◆ Work task: Provide the number of lines below that include "spire", without any other words.

◆ Raw data:
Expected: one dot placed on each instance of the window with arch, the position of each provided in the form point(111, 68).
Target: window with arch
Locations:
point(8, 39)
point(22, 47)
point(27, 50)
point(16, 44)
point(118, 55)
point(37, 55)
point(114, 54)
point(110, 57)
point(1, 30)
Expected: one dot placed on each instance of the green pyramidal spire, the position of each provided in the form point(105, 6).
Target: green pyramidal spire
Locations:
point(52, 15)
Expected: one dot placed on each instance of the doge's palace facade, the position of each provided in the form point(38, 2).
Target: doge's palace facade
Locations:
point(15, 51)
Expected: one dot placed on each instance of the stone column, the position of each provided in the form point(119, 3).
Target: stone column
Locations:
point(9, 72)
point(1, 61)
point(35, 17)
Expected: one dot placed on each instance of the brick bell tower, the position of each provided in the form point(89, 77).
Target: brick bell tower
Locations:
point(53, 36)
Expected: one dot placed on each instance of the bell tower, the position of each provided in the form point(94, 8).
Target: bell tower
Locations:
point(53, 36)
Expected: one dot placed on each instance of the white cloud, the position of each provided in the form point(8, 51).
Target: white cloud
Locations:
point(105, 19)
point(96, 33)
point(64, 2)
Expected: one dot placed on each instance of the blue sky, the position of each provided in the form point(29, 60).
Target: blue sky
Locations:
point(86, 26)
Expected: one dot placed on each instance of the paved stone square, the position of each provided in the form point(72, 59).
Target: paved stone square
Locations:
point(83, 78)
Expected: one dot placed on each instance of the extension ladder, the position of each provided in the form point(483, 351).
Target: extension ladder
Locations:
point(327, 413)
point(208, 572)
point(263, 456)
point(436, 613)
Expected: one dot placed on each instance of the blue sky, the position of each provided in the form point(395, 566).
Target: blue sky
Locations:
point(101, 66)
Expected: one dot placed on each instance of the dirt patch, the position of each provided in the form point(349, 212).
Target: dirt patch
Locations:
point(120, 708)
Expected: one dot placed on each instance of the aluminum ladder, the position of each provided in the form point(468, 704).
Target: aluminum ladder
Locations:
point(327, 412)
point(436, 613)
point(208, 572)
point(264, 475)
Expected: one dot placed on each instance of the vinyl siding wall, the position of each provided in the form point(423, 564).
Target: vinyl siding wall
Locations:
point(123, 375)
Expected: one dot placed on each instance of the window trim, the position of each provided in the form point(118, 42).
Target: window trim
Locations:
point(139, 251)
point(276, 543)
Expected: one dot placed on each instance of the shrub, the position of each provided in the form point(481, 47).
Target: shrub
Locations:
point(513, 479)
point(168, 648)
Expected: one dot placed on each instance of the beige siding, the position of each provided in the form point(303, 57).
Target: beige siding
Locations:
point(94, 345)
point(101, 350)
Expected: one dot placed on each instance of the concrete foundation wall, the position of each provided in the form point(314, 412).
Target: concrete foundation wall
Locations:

◆ Written answer: 2